Required action: Filter the records for lines holding the string "sock".

Entries shown:
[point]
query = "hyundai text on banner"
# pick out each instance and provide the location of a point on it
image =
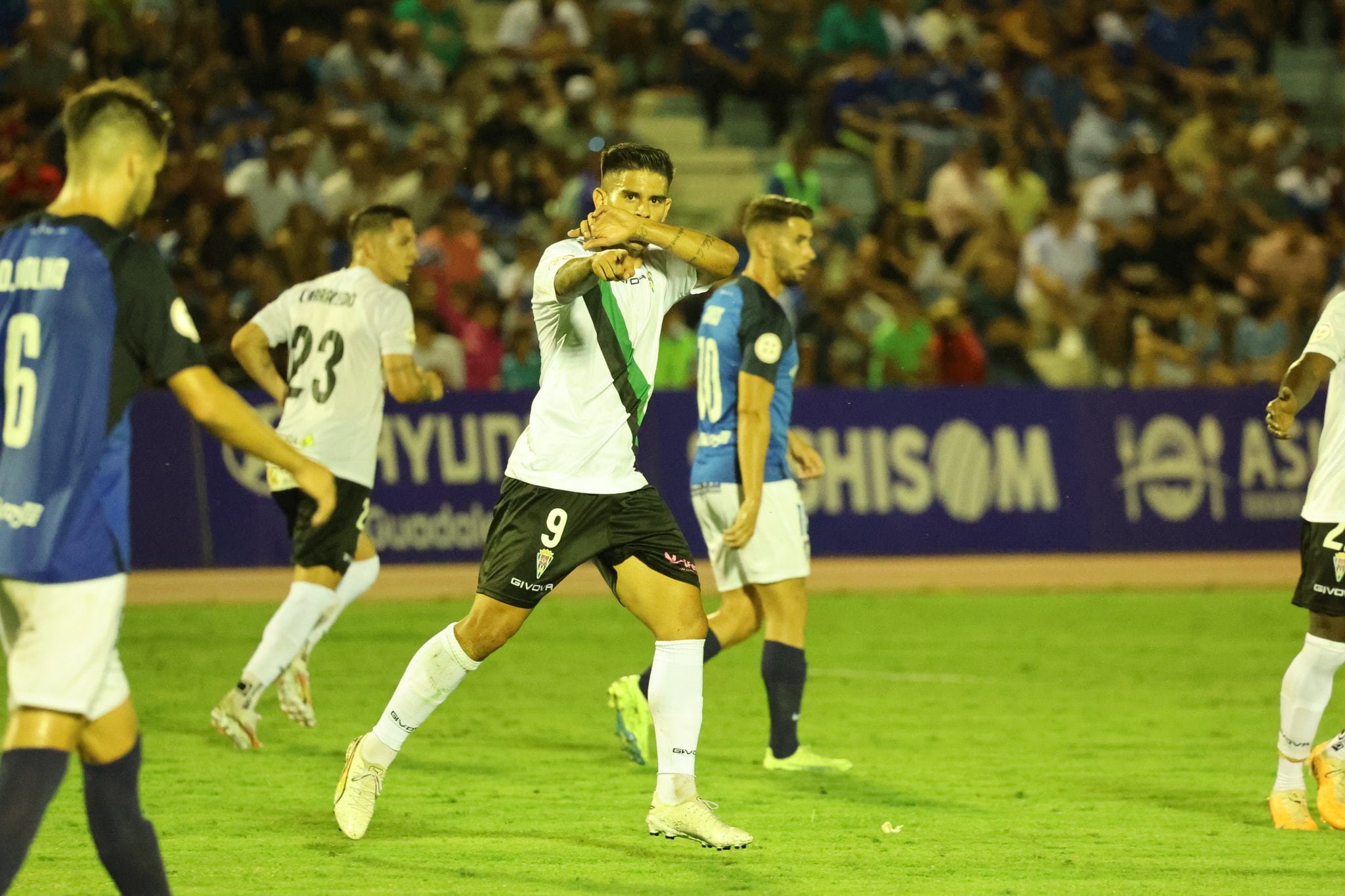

---

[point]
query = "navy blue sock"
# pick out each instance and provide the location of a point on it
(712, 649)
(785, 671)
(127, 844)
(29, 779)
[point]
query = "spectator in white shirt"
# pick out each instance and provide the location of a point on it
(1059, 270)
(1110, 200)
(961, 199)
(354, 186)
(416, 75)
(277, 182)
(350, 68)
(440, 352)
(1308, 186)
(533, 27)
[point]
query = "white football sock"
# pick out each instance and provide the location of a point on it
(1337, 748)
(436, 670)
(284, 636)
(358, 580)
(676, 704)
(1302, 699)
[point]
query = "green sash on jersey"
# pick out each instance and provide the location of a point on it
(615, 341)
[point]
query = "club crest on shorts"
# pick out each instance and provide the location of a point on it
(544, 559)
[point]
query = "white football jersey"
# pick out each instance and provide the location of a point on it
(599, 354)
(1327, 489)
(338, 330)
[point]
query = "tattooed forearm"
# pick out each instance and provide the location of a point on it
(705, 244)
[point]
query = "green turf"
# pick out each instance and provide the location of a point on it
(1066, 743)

Solution to this exercise:
query = "navy blue sock"
query = "white football sock"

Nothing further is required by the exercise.